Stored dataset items
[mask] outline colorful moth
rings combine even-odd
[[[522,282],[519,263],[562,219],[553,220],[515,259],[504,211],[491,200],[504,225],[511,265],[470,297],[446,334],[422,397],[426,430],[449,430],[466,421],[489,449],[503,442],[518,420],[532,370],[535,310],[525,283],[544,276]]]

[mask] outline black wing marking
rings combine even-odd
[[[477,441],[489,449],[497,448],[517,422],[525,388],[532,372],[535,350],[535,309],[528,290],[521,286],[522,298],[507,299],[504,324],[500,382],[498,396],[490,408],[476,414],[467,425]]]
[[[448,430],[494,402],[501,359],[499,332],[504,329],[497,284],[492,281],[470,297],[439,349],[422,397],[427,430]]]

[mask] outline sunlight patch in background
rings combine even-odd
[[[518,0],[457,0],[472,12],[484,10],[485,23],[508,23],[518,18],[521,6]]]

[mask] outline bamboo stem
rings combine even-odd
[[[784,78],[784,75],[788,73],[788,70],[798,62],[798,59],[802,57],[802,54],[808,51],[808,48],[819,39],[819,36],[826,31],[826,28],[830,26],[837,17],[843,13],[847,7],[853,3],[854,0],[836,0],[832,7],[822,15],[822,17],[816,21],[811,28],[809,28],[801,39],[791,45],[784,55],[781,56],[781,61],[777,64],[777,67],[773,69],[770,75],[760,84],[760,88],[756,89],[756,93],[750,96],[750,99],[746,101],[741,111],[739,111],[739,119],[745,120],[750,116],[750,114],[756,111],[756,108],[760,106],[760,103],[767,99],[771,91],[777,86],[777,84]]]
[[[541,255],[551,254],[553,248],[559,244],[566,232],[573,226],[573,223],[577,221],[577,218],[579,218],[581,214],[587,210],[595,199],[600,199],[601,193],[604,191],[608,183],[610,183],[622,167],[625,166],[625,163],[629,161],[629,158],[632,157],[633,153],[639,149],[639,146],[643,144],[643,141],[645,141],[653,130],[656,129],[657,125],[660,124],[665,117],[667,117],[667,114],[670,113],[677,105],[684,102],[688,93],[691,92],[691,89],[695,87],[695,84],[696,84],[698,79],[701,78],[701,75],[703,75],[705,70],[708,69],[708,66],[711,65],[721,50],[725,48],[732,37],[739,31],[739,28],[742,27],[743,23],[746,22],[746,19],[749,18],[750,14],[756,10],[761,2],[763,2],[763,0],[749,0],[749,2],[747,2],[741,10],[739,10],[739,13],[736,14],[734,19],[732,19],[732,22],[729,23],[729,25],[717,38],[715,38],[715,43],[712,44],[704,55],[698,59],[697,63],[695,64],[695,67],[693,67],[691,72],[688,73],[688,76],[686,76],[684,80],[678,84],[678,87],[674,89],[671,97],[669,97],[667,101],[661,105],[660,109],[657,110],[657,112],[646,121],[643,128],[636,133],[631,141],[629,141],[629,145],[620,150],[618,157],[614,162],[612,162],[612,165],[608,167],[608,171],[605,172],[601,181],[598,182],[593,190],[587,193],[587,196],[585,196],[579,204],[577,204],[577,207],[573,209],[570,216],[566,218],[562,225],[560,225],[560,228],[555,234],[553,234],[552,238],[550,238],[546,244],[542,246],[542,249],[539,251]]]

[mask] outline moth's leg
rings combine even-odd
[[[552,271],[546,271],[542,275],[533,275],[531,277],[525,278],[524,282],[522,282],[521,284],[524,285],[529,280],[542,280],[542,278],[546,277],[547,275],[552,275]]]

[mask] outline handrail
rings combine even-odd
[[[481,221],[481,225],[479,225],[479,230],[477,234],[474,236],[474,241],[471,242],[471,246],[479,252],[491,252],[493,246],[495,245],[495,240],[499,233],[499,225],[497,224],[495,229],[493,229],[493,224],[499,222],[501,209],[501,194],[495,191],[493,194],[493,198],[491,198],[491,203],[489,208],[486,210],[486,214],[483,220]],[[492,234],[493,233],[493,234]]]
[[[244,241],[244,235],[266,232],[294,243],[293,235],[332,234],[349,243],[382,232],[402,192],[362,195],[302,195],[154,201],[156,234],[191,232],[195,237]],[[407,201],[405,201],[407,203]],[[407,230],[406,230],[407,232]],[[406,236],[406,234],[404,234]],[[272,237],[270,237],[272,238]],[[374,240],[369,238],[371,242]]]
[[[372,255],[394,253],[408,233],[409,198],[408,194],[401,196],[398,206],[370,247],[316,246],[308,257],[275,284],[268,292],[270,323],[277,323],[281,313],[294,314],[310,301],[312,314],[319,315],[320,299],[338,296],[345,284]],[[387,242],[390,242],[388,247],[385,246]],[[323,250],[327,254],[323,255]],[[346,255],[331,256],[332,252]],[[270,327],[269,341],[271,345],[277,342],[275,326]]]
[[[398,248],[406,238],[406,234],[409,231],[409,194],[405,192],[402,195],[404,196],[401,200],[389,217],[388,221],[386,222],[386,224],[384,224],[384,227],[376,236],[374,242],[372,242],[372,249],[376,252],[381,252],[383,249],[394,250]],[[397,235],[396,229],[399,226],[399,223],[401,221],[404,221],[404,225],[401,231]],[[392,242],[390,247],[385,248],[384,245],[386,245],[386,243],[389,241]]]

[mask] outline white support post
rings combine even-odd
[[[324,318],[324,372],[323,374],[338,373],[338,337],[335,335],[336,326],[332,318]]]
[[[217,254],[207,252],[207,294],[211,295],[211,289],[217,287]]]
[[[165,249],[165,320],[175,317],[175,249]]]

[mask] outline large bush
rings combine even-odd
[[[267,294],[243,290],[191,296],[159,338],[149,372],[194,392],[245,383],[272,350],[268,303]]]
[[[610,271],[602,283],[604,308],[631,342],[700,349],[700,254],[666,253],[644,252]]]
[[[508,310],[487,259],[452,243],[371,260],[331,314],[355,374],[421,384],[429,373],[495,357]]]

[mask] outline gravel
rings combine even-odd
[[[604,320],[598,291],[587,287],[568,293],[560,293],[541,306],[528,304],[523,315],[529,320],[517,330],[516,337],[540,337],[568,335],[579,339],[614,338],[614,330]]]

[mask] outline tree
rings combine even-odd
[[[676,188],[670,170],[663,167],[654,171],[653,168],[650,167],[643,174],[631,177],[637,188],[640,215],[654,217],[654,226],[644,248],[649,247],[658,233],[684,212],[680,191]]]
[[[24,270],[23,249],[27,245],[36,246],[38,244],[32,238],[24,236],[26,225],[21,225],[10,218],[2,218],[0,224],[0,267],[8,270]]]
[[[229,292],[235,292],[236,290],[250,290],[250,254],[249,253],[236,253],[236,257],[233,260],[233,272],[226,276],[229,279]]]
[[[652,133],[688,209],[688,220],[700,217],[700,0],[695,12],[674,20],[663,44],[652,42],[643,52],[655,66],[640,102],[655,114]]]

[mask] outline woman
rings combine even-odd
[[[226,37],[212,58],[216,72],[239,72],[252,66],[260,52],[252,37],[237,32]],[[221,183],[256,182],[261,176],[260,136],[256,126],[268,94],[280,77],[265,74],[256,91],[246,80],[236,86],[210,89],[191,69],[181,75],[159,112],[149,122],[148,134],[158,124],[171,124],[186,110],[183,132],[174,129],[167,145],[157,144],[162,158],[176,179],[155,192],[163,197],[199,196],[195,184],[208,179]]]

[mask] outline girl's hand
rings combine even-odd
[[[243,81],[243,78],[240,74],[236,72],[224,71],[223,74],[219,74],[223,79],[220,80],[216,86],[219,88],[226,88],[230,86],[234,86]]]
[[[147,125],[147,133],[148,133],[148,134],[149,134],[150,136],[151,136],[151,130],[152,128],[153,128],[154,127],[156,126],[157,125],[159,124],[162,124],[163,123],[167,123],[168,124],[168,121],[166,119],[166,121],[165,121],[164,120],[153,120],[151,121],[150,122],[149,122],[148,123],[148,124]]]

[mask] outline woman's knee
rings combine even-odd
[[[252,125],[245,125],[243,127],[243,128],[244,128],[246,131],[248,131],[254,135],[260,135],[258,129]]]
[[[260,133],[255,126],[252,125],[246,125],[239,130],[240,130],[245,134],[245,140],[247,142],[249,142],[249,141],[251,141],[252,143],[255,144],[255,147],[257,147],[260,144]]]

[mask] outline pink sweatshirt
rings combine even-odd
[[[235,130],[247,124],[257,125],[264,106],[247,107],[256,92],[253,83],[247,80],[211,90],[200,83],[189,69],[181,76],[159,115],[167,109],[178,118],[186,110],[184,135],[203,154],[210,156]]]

▸ **THE TASK**
Reproduce verbatim the part of the items that opens with the line containing "[mask] outline woman's knee" and closes with the last line of the items, including both of those lines.

▸ **THE COMPLETED TASK**
[mask] outline woman's knee
rings combine even-odd
[[[252,125],[245,125],[243,127],[243,128],[244,128],[246,131],[248,131],[254,135],[260,135],[258,129]]]
[[[260,133],[255,126],[252,125],[246,125],[239,130],[240,130],[245,134],[245,140],[247,142],[249,142],[249,141],[251,141],[252,143],[255,144],[255,147],[257,147],[260,144]]]

[mask] outline pink sweatshirt
rings combine even-odd
[[[235,130],[247,124],[257,125],[264,106],[247,107],[256,92],[253,83],[247,80],[211,90],[200,83],[189,69],[181,76],[159,115],[167,109],[178,118],[186,110],[184,135],[203,154],[210,156]]]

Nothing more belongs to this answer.